YOUR GOAL: Find the line that contains "white hair, each" in the entries below. Output it and each later line exactly, and nothing else.

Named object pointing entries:
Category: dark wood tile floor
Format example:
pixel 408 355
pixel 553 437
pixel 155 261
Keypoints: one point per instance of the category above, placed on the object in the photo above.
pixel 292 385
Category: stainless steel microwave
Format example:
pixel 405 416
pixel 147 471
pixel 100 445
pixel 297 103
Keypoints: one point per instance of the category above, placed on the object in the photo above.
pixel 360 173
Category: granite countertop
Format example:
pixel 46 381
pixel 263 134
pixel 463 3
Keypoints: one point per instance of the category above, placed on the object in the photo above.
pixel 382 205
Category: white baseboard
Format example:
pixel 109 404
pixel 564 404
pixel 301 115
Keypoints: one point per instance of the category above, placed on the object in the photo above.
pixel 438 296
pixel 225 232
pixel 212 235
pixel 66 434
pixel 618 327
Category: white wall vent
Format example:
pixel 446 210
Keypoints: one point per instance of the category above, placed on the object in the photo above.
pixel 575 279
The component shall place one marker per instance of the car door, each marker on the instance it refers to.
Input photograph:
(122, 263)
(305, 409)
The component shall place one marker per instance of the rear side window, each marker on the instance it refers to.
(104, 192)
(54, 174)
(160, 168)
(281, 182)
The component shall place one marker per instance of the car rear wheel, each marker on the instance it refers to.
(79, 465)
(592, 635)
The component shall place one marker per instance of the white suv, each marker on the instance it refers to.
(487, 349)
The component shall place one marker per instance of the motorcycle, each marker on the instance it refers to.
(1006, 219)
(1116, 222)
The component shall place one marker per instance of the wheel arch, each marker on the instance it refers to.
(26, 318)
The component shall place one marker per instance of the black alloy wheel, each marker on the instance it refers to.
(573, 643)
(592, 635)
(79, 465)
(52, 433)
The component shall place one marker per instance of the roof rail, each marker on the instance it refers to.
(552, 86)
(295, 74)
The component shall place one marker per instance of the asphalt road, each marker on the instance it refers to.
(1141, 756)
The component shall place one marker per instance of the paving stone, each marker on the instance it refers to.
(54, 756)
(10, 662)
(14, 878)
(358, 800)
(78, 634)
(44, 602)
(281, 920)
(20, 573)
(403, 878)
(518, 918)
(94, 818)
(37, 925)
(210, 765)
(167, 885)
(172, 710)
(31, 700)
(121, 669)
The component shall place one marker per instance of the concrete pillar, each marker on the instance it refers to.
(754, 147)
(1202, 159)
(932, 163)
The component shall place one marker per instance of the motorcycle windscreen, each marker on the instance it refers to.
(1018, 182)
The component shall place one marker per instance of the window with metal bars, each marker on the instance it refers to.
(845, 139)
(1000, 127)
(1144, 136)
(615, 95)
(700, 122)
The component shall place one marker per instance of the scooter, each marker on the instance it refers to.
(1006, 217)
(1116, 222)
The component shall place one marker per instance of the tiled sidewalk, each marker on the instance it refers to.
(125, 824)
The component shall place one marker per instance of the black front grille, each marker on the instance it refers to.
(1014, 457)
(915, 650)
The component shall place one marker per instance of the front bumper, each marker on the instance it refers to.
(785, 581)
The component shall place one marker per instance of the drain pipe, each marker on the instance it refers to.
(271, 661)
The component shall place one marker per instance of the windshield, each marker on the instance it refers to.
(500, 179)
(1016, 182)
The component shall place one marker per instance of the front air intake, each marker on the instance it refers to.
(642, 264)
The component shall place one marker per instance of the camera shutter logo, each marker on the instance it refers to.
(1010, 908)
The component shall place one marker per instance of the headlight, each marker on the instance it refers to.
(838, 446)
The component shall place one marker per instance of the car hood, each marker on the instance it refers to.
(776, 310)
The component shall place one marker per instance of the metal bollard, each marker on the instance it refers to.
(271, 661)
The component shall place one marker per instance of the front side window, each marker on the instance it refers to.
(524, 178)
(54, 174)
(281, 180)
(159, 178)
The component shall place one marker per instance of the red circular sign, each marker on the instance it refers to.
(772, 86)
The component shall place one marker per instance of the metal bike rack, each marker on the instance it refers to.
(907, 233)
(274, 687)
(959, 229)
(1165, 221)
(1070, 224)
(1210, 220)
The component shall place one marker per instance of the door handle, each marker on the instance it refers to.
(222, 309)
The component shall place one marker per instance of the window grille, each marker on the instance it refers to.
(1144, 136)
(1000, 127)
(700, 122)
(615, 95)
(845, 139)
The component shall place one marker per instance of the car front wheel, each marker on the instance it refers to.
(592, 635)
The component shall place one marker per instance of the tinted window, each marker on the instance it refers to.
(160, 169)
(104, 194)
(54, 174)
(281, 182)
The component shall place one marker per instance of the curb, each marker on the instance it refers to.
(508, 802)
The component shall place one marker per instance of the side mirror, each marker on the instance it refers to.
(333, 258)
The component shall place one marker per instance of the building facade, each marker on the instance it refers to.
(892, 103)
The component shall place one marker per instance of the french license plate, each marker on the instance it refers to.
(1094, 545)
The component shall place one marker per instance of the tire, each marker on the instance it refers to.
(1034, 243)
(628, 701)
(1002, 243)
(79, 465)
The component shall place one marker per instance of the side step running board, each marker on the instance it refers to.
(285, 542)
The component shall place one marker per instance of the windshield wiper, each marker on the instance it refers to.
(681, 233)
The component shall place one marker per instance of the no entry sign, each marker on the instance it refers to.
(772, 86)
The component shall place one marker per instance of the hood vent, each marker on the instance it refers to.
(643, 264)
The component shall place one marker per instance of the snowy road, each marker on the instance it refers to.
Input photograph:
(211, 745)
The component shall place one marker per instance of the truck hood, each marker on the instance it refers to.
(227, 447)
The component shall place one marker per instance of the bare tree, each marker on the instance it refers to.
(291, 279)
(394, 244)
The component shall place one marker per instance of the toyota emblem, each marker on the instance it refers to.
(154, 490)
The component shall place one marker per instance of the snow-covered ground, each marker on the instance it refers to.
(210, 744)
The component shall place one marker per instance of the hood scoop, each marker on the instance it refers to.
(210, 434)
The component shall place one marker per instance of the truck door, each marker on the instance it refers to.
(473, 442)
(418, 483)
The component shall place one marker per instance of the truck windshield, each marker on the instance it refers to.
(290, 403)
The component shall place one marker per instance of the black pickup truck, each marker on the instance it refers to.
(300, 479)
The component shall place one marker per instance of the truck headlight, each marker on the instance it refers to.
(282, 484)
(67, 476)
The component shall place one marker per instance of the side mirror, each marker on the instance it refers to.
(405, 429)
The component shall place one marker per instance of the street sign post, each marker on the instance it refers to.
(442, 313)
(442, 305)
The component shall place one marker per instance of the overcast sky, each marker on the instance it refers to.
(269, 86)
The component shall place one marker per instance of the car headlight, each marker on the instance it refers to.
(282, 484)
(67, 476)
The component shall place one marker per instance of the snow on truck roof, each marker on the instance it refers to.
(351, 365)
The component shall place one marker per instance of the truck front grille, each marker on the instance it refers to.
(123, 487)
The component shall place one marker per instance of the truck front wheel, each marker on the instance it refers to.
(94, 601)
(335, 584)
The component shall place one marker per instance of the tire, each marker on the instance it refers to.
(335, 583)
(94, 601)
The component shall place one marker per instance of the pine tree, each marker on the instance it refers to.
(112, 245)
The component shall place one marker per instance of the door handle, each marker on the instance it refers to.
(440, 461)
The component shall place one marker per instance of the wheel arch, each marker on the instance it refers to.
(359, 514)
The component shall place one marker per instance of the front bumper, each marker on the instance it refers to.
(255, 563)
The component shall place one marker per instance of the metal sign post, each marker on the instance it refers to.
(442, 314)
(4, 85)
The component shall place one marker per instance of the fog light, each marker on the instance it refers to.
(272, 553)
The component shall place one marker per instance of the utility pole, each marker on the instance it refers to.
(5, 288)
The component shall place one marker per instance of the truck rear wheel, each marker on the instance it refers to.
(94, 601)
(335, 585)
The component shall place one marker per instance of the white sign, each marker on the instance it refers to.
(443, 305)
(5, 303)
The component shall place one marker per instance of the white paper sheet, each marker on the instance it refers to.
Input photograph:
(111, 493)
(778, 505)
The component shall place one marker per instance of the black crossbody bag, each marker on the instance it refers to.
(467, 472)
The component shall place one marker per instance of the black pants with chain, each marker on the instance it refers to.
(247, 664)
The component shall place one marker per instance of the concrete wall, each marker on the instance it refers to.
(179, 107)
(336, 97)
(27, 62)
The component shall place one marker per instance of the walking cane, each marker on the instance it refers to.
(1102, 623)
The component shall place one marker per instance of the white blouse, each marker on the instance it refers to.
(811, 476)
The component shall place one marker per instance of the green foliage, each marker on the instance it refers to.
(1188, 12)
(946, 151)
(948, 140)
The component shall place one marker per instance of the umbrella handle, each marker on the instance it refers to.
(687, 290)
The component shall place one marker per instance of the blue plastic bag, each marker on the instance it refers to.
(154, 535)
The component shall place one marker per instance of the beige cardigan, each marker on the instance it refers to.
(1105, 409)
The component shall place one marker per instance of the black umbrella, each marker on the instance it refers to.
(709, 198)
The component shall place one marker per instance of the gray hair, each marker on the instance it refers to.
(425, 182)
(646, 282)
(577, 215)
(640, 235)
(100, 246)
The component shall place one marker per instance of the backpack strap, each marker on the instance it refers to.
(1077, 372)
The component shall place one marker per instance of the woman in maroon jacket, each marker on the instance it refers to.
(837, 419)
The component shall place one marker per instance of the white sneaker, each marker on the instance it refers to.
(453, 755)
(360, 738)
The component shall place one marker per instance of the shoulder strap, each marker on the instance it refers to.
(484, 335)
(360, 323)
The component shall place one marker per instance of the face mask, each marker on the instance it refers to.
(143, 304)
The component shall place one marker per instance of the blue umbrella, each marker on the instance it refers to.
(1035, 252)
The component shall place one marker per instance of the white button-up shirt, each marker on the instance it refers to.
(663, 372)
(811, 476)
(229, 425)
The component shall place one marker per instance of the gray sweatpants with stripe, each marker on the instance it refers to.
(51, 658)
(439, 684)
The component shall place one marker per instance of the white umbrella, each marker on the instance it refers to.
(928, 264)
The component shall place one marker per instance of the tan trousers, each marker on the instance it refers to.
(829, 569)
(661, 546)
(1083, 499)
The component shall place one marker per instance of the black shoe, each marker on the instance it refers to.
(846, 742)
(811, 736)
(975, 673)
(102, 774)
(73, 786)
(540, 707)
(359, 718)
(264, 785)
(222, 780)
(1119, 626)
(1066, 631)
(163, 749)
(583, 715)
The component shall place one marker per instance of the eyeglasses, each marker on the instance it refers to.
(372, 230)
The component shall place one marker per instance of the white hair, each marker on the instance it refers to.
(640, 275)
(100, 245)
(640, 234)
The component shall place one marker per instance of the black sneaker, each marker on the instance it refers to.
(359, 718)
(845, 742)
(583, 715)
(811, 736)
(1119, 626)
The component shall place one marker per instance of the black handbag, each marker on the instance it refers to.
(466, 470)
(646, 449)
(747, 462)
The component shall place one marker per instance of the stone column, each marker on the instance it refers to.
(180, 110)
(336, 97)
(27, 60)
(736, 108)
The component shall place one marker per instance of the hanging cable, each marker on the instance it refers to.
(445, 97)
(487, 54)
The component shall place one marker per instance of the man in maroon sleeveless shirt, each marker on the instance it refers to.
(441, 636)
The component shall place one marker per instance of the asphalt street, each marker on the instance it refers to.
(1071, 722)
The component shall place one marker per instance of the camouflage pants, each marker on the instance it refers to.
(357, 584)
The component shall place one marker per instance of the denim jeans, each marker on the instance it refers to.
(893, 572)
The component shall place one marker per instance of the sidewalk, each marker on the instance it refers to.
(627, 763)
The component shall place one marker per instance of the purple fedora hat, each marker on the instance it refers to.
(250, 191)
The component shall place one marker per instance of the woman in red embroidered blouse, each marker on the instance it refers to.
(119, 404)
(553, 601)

FULL OUTPUT:
The component shall place one marker per instance of the white hair, each marker on the instance it refers to.
(640, 275)
(100, 245)
(640, 234)
The component shall place one marker per instance of the black sneaker, each marker on the instance it refers to.
(359, 718)
(845, 742)
(583, 715)
(811, 736)
(1119, 626)
The component shall place one marker per instance of the black handbag, each marker on the instance it refers to.
(466, 470)
(646, 449)
(747, 462)
The component shall place one marker per instance of the stone column, each marker on the instance it refers to.
(180, 110)
(336, 97)
(27, 60)
(736, 108)
The component shall place one marker per instance of the hanging cable, each marker on the instance it refers to.
(445, 97)
(487, 54)
The component shall place one marker per instance of the man in maroon sleeveless shirt, each marker on the instance it refers to.
(441, 636)
The component shall place one marker per instance of the asphalt street, each marker on the instance it refers to.
(1071, 722)
The component shall place one marker per instance of the camouflage pants, each marker on the instance it refers to.
(357, 584)
The component shall place one marker per instance of the denim jeans, each marker on the instance it refers to.
(893, 572)
The component shall place one marker per instance of the sidewalk, each marker on the instance it refers to.
(627, 763)
The component shall place one marker per instance of the purple fedora hat, each marker on the instance it refers to.
(250, 191)
The component shall place one marker per instance of the woman in red embroidered blouse, each marker on the instance it refers to.
(119, 404)
(553, 601)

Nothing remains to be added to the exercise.